## WHAT YOU HAVE TO DO
Reproduce, word for word, all of the records; the pictures stay out.

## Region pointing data

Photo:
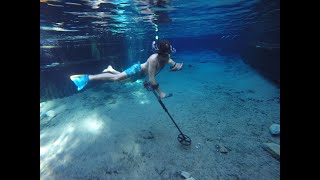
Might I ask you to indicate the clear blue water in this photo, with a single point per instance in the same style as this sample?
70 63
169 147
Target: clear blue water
227 94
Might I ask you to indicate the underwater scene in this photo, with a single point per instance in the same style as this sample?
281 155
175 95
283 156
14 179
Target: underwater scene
160 89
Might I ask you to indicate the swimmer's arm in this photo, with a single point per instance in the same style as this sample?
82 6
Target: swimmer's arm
175 66
151 71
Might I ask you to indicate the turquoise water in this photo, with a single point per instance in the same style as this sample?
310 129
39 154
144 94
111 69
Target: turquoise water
225 98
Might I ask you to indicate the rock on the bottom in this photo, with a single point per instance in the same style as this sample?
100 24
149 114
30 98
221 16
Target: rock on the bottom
273 149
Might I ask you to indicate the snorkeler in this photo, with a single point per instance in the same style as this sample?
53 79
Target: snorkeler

## EXPECTED OUTPUT
Photo:
Might I ask you to indicate the clear blue water in this photo, with a single point per instance in the same style as this sample?
70 63
169 147
Target: clear blue water
227 94
Might I ask you to indicate the underwater scene in this photo, with a single point per instance in the same style as this sample?
281 155
175 95
283 156
14 179
Target: underwater scene
160 89
Might I ask you to indicate the swimmer's arm in this photo, with a single point per instance in the same style as this sample?
82 6
Target: swimmer's arm
175 66
151 71
Might I ask you to indicate the turquoise water in this photo, with a single point per instance in the same style as this sample?
310 129
39 154
144 94
111 69
Target: turquoise water
225 98
Might I ask you to indicate the rock on the bottom in this photo, with a single point per instance in the same style as this sample?
100 24
149 114
30 98
221 16
Target: rock on the bottom
273 149
Might I ask you to indicate the snorkeler in this photo, with a single point per instance in the same style as this sample?
53 79
Target: snorkeler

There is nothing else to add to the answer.